>> Start SUPPLIED DATA
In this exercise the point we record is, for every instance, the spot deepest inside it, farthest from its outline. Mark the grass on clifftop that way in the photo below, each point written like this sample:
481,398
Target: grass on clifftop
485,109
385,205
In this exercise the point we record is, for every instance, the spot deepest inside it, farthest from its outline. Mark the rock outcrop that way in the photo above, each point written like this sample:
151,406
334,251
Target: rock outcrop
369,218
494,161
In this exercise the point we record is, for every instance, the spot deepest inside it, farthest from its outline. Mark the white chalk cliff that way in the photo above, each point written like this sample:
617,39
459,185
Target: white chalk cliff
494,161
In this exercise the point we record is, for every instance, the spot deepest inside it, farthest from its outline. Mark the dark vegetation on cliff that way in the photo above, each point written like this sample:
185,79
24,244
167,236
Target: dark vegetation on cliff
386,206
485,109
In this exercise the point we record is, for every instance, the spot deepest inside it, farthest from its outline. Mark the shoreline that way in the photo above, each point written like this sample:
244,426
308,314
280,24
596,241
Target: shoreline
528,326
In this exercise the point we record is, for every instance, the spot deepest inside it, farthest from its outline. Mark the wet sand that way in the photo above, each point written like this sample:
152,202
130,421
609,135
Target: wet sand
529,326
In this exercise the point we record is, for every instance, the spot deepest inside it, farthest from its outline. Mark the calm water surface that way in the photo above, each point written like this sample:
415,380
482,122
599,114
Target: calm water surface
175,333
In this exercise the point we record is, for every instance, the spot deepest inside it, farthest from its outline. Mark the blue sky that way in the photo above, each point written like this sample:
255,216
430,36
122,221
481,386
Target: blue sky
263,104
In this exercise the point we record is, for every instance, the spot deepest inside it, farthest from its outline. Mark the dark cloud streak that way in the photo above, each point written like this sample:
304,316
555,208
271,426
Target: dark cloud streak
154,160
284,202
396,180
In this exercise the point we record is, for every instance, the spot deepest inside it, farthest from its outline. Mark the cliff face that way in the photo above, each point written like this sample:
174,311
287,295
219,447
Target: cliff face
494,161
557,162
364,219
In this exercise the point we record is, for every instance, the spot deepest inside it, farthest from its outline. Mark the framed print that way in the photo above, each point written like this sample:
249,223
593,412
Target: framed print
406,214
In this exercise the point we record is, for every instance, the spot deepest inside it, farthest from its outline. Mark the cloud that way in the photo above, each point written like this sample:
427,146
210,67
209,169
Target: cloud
>> End SUPPLIED DATA
**THE TASK:** Reproduce, word for word, every line from the one containing "Mark the cloud" through the end of the items above, counting both ends.

**OUTPUT OF THE TASK:**
In this exercise the point we record is, for every instance, the spot deepest inside it, farthest from its outline. Mark the cloud that way in the photo above, each point written like this sample:
427,146
210,67
209,169
Target: cloud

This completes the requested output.